** Start Information given **

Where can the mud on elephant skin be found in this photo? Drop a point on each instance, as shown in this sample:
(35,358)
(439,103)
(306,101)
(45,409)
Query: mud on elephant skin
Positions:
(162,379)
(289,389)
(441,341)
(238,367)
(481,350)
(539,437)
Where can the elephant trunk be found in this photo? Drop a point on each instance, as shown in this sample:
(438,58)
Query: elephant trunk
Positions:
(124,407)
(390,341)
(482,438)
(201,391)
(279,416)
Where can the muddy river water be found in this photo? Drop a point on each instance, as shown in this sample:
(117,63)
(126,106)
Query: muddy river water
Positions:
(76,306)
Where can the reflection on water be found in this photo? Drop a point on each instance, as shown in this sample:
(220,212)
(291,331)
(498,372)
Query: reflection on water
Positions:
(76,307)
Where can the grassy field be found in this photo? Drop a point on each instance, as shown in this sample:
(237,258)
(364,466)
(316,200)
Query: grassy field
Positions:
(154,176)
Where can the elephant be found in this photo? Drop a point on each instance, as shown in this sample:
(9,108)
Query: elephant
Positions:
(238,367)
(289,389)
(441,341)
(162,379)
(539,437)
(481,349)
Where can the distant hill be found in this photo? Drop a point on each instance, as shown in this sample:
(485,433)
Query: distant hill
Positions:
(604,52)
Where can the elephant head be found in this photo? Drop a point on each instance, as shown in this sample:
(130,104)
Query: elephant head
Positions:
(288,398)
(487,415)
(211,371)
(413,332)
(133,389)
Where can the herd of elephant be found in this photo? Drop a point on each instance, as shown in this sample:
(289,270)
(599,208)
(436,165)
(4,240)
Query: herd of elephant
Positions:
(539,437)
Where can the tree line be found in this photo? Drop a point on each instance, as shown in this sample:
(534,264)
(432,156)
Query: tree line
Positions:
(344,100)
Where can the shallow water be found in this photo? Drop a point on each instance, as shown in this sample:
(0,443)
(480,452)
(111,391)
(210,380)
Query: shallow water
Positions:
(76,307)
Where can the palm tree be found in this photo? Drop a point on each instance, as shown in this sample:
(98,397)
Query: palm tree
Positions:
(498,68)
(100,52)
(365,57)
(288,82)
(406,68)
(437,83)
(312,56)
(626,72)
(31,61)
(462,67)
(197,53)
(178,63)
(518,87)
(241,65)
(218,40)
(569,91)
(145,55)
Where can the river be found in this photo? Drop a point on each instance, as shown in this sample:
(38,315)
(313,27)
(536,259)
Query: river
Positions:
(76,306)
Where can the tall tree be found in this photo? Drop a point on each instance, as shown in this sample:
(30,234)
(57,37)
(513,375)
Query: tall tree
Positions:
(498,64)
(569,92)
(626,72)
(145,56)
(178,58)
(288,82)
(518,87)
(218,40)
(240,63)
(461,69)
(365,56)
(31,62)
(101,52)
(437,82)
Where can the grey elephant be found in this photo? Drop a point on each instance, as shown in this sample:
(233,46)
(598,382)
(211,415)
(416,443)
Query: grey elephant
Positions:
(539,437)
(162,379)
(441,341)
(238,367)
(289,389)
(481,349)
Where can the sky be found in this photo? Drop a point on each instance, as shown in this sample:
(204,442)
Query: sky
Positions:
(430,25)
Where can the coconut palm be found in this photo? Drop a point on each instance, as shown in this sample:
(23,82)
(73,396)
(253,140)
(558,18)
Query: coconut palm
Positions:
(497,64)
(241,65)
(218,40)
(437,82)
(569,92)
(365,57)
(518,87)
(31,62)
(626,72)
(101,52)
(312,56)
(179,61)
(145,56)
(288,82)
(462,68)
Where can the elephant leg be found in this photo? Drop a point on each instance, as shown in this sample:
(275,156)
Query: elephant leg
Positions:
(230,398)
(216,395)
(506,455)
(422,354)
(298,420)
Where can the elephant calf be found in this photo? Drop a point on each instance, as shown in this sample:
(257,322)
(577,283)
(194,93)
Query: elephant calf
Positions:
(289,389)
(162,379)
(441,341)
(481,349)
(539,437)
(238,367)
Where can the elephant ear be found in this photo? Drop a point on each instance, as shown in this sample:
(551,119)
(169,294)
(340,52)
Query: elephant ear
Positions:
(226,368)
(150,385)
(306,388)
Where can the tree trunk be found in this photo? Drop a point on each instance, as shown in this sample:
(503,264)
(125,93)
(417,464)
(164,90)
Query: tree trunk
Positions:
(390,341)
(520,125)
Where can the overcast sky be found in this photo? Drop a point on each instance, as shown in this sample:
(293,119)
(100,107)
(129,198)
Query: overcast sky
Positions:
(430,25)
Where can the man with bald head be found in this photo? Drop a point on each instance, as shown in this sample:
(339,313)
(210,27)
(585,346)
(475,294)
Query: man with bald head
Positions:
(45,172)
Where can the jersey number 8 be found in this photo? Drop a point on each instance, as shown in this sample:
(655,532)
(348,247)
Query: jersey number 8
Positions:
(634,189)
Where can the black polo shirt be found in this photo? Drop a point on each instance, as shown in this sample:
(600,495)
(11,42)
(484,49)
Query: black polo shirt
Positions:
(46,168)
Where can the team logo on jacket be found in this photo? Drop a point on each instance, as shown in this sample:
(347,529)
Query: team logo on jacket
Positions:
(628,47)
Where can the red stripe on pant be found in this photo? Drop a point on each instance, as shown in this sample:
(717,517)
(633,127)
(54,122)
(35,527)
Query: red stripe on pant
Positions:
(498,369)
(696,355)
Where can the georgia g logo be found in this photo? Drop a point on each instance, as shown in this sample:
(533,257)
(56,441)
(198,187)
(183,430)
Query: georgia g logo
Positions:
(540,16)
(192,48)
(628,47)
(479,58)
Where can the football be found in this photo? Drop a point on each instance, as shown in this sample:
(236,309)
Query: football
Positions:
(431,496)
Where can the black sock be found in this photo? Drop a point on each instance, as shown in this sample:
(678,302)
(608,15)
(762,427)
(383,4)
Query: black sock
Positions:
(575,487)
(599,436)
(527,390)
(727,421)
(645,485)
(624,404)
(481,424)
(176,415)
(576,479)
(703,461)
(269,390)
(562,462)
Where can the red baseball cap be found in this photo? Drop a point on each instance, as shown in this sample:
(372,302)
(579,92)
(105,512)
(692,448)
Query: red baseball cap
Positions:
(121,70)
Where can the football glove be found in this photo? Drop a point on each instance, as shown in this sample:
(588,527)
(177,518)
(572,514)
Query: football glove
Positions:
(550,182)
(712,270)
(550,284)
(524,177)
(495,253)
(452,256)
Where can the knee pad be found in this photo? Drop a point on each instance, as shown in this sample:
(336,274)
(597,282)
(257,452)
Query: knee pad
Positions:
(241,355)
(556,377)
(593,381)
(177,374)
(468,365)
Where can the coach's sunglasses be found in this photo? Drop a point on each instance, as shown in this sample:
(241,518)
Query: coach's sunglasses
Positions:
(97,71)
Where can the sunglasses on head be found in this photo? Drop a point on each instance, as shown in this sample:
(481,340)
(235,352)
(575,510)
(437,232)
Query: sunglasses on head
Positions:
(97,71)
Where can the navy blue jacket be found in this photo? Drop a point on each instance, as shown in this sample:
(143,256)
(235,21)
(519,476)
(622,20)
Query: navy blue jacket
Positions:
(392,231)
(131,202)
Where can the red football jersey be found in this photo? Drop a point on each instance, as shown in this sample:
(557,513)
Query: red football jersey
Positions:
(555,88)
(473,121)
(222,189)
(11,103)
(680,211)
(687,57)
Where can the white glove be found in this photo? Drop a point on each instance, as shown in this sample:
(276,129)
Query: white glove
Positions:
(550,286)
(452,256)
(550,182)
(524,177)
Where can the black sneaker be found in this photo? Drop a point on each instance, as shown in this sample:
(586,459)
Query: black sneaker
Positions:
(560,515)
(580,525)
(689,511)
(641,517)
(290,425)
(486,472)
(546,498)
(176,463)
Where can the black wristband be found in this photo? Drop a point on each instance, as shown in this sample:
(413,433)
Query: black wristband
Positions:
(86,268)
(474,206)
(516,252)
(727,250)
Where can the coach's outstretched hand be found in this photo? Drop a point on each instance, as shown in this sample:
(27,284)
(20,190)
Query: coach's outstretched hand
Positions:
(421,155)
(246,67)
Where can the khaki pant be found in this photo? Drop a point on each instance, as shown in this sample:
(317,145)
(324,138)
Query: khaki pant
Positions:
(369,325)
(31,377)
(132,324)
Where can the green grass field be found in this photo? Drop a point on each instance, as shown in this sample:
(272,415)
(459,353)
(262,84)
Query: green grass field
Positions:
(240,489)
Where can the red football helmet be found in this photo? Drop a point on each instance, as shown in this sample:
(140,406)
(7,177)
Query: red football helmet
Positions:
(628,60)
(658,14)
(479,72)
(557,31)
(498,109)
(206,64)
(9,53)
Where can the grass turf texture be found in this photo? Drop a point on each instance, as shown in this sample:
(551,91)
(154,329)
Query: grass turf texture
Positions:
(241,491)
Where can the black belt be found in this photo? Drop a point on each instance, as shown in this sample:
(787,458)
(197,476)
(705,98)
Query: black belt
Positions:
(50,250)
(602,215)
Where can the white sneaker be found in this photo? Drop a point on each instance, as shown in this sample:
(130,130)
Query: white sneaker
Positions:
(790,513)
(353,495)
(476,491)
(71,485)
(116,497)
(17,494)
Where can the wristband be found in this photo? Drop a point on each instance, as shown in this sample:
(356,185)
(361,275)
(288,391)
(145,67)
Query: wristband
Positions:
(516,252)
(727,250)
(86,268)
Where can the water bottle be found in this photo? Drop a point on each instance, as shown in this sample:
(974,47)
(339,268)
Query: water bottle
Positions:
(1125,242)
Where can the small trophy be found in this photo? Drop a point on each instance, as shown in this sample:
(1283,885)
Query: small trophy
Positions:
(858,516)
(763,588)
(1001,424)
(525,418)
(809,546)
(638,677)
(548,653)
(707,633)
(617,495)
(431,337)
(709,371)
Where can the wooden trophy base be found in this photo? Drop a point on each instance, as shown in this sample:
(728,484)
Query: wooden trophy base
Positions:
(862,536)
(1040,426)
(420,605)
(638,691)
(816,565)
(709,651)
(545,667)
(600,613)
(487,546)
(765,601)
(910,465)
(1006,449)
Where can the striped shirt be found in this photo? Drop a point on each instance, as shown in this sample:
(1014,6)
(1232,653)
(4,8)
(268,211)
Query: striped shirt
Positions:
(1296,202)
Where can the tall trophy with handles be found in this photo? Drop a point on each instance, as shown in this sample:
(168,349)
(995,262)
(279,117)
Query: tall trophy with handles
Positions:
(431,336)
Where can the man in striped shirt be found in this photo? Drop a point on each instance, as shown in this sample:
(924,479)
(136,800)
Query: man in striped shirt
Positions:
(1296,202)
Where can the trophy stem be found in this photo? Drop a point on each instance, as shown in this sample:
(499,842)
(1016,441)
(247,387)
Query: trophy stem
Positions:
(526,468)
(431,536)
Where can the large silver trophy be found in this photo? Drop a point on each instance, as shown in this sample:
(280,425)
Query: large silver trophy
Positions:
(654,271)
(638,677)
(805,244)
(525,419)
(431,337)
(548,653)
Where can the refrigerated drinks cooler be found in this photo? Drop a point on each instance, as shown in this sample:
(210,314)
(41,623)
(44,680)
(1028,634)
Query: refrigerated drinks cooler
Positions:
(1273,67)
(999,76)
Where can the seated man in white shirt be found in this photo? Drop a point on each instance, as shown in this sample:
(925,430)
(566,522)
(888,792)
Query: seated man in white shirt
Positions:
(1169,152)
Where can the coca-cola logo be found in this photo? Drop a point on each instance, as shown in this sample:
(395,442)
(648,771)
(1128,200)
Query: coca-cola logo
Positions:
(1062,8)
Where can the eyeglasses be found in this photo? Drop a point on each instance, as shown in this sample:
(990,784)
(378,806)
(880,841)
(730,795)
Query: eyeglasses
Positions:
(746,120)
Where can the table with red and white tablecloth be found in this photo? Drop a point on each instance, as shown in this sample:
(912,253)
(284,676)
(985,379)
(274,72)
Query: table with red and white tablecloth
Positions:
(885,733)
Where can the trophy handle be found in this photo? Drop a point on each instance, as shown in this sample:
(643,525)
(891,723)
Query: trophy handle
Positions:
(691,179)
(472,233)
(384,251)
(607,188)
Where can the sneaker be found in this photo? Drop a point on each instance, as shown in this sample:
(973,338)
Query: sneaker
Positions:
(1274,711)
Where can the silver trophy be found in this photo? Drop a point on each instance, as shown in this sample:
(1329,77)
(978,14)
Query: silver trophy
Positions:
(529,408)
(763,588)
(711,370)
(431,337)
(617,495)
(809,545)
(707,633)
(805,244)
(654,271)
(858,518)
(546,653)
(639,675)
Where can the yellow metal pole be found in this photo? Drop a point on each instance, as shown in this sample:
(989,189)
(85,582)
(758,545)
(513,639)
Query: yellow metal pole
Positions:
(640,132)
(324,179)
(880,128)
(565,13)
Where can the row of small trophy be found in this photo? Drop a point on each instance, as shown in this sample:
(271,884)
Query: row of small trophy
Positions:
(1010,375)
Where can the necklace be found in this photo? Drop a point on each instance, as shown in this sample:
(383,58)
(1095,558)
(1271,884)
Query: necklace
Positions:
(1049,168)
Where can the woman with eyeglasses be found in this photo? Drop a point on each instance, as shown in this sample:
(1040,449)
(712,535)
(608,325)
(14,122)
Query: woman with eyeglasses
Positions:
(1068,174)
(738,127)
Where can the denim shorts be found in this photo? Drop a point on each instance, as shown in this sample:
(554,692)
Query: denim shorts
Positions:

** End Information given **

(What you have to do) Begin with the line that contains "Where can the row" and quote each line after it exactly, stopping after the last line of the data.

(Response to this exercise)
Where can the row of small trophy be found in this photo? Drop a point on each instance, as shown in this sample:
(271,884)
Query: row of small trophy
Positions:
(1010,375)
Where can the necklace be found in this photo? Drop a point on each instance, as shown in this sample:
(383,58)
(1095,558)
(1271,884)
Query: necklace
Positions:
(1049,168)
Where can the woman with eyeglasses be found in this photo? Drop a point on each instance, as shown in this sample:
(1040,449)
(712,535)
(608,325)
(14,122)
Query: woman with eyeglasses
Positions:
(1068,174)
(738,127)
Where can the denim shorts be found in this photo? Drop a point on each instance, as shown in this sample:
(554,692)
Query: denim shorts
Positions:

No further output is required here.